TRECHO CITADO:
━━━━━━━━━━━━━━━━
Na planície pantaneira água é vida e toda enchente e toda seca deveriam ser fenômenos naturais. Não são, quando provocados por ação humana. Vide, a catástrofe do Rio Taquari, que provocou alagamento permanente em milhares de hectares, com irreparáveis prejuízos sociais, econômicos e ambientais.
Digo sempre que o nosso papel no Pantanal se assemelha a uma das atividades do comércio. Nós somos os varejistas do processo, a natureza cuida do atacado. Usufruímos uma mínima parcela daquilo de que dispomos. A natureza dita as normas gerais de uso, e as regras são muitas.
A vigência e as alterações desse regramento determinam a tempestade ou a bonança para nós pantaneiros.
lsto, claro, considerando o pantanal que historicamente conhecemos e do qual tiramos o nosso sustento. Se, em algum futuro, um outro Pantanal vier a existir e a sua exploração passar a ser outra, então direi que "o futuro a Deus pertence."
Hoje, a incontestável razão da nossa sobrevivência se deve a essa multissecular capacidade de observar e obedecer aos fundamentos da Mãe Natureza.
Vivi a seca dos anos sessenta, alternando ausências e presenças nos períodos de férias universitárias. Os anos setenta, até a enchente de setenta e quatro, vivi-os aqui no batente, dirigindo os interesses da família enquanto os irmãos terminavam seus estudos.
━━━━━━━━━━━━━━━━
TAREFA A REALIZAR:
Por favor, dê continuidade ao texto sobre a vida no Pantanal, começando logo depois da última frase apresentada.

DADOS EXTRAÍDOS:
━━━━━━━━━━━━━━━━
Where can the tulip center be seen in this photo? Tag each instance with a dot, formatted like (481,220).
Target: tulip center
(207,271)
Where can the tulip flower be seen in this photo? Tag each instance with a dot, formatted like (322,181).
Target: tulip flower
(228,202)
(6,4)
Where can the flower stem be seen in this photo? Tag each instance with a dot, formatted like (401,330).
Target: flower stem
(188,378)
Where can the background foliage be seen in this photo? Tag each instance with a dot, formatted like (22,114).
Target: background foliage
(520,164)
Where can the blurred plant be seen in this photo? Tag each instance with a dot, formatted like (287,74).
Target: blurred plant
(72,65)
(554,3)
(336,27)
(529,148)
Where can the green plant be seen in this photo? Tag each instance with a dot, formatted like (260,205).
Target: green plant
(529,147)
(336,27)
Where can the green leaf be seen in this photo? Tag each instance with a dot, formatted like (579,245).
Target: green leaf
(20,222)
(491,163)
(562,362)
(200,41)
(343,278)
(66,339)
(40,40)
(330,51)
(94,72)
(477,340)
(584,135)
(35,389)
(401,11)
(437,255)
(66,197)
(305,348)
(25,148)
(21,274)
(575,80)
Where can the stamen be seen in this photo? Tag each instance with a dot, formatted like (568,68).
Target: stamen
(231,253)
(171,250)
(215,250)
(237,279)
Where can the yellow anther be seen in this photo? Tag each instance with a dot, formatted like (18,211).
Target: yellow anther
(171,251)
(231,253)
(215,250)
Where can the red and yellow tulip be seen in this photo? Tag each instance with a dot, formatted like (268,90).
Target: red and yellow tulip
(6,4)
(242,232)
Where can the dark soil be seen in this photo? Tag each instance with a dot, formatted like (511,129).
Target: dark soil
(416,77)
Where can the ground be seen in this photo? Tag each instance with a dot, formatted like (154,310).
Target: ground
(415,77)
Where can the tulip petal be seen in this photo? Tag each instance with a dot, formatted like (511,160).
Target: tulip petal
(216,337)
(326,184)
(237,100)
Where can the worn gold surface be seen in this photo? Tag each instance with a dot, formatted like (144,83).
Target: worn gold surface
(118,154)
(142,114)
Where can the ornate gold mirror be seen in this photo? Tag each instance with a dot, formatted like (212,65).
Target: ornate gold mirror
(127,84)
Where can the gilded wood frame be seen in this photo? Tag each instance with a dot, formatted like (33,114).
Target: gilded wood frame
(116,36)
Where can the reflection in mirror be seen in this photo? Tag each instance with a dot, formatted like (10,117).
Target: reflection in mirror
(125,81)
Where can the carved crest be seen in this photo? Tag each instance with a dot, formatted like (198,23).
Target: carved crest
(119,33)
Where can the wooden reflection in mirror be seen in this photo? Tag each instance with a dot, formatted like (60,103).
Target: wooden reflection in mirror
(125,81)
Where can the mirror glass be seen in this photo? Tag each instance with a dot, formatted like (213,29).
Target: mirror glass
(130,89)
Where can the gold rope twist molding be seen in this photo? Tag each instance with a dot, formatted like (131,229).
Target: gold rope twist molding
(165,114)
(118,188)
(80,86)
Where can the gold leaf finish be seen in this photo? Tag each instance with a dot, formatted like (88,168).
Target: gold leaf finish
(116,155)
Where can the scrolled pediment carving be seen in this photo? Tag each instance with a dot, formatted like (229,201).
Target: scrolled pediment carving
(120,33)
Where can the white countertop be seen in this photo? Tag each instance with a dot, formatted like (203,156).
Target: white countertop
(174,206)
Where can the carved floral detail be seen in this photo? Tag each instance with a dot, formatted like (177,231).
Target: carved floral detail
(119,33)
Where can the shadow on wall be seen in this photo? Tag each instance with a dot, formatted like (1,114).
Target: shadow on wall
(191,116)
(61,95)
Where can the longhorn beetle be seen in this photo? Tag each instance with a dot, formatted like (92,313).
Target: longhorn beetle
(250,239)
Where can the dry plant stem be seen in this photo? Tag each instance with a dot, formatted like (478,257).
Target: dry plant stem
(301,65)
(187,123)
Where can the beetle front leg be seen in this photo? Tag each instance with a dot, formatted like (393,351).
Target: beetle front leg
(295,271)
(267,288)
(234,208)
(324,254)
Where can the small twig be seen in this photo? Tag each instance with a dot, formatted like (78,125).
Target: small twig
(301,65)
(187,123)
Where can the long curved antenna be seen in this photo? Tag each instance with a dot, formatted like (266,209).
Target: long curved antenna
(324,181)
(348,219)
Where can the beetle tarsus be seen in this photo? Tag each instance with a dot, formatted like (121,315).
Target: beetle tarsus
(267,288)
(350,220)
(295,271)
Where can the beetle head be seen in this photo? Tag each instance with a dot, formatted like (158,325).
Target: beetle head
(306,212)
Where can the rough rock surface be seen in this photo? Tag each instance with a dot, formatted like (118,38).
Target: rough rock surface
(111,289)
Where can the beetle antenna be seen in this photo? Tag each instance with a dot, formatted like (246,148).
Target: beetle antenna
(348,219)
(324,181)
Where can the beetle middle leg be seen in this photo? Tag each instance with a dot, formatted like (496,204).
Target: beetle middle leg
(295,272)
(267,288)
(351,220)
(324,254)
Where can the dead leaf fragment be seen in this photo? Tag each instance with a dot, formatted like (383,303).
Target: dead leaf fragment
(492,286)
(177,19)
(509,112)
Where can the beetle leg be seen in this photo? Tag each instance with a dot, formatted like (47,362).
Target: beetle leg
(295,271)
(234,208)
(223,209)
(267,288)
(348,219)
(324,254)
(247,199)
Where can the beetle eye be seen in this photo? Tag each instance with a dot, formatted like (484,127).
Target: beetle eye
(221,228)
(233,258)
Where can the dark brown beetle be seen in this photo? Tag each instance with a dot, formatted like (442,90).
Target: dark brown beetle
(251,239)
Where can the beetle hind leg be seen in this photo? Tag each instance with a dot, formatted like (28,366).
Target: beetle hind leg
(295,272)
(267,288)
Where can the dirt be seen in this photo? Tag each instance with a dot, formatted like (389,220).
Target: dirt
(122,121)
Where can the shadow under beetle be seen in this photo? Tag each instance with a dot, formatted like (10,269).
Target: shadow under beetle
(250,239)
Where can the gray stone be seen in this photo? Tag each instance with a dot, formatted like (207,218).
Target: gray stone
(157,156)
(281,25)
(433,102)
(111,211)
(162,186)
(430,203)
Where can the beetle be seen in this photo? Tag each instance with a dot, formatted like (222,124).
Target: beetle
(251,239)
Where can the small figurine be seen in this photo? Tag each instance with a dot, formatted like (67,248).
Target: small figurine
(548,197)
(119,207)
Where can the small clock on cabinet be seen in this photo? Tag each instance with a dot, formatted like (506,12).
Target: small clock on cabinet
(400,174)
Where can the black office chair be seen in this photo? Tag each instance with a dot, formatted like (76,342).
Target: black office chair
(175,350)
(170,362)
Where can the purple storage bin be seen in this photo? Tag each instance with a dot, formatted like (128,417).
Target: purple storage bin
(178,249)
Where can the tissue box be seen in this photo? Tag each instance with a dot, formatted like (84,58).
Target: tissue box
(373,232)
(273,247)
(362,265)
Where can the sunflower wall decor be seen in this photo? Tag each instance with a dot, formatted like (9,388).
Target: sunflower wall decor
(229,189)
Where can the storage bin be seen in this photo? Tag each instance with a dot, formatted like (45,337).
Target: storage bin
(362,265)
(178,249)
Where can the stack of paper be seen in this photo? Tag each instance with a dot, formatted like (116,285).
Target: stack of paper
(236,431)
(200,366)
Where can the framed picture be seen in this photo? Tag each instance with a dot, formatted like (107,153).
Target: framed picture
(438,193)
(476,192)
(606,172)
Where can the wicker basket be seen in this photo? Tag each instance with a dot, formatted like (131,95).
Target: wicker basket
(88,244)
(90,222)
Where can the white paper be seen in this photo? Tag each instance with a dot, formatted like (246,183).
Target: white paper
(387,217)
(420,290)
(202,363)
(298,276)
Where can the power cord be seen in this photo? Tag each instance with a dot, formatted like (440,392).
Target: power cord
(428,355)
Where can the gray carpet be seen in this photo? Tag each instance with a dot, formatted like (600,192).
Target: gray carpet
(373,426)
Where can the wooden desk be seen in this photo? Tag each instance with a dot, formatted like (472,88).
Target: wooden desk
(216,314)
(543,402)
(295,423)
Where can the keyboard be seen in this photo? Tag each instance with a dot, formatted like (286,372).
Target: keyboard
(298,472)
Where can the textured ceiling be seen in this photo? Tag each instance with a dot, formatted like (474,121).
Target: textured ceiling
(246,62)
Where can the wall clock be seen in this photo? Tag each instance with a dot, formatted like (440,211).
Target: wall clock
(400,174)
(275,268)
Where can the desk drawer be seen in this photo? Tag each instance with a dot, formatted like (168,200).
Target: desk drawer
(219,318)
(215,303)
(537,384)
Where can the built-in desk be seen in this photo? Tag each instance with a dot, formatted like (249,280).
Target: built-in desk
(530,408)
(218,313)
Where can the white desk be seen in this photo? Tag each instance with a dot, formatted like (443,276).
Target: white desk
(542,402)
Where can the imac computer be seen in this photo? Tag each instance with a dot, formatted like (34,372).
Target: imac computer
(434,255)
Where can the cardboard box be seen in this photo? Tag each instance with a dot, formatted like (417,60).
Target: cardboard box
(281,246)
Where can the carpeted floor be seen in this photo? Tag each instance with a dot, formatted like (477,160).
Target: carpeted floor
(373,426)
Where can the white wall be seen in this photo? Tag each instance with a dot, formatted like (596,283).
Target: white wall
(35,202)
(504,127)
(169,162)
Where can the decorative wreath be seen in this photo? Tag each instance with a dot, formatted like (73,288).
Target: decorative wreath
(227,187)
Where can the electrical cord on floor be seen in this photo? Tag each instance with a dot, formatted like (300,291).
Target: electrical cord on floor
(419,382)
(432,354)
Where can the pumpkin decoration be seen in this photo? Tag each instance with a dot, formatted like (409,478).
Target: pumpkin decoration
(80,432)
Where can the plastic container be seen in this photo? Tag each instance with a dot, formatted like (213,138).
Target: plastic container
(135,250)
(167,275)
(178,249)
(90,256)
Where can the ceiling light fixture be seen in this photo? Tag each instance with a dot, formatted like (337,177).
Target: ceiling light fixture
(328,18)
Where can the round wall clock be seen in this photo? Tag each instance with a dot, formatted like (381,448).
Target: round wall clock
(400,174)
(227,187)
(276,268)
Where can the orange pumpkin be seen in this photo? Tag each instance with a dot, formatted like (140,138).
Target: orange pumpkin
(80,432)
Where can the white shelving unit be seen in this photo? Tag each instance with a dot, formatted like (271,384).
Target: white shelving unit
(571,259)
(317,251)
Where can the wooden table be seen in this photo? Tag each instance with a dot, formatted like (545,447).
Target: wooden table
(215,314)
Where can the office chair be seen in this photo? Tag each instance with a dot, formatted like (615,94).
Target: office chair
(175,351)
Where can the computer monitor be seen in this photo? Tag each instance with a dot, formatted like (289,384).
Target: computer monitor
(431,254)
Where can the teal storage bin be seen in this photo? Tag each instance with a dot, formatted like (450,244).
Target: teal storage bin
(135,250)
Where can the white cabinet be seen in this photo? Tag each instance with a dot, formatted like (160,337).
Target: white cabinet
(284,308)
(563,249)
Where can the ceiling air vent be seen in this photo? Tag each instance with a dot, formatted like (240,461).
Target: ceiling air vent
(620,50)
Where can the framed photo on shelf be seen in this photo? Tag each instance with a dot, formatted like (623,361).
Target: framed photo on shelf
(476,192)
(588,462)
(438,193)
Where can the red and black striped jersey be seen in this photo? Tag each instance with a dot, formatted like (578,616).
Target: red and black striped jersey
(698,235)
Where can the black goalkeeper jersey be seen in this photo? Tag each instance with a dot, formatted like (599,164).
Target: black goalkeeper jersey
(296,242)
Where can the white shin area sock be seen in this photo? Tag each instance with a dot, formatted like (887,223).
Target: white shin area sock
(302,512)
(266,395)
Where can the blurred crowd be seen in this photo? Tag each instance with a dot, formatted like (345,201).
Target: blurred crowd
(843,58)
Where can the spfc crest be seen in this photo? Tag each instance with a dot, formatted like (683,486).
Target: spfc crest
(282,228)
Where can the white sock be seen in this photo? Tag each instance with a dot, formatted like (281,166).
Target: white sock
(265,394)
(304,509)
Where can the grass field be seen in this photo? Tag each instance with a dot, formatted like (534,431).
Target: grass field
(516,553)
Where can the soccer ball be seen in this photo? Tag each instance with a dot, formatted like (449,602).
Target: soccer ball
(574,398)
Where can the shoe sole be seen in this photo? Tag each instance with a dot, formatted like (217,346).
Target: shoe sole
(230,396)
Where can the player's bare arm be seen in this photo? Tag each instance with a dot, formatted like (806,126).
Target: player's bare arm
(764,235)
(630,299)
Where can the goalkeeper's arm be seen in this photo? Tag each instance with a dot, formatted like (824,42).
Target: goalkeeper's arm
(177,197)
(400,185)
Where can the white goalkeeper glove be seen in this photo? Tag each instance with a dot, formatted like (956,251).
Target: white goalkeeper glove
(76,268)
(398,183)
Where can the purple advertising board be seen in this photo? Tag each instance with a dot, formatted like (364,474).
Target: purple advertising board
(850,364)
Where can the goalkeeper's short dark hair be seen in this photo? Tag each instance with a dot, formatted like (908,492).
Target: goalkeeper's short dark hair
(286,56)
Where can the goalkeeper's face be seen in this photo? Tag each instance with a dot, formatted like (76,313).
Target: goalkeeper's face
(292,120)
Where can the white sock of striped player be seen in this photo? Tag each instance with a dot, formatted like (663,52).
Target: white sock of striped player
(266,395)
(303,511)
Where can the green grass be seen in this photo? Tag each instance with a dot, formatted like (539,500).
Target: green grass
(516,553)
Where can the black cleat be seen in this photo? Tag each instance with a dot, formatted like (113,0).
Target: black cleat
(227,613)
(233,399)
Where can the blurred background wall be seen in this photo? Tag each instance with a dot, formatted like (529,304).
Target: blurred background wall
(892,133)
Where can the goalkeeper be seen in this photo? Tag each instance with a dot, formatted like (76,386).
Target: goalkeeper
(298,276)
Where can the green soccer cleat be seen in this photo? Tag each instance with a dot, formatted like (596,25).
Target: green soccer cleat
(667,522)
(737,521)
━━━━━━━━━━━━━━━━
RESULTADO DA TAREFA:
Vislumbrou-se, à época, o fim do Pantanal. Mesmo nos meios acadêmicos foi decretada a sua sorte. Seríamos um deserto, com toda certeza.
Obviamente, diante de tantas opiniões, passamos a ver o nosso futuro com uma certa dose de angústia e pessimismo.
Devo dizer, no entanto, que demoramos a apostar nessa terrível profecia e, quando essa catástrofe parecia se avizinhar, eis que veio a grande enchente de 1974 e, depois dela, um longo período de águas altas.
Tal era o espirito dominante que fomos pegos desprevenidos. Não exatamente pela enchente em si, mas, pela sua dimensão. Já não lembrávamos de como eram as grandes enchentes. Ocupamos cada palmo de terra onde pudéssemos levar os nossos rebanhos. Terras altas e terras baixas.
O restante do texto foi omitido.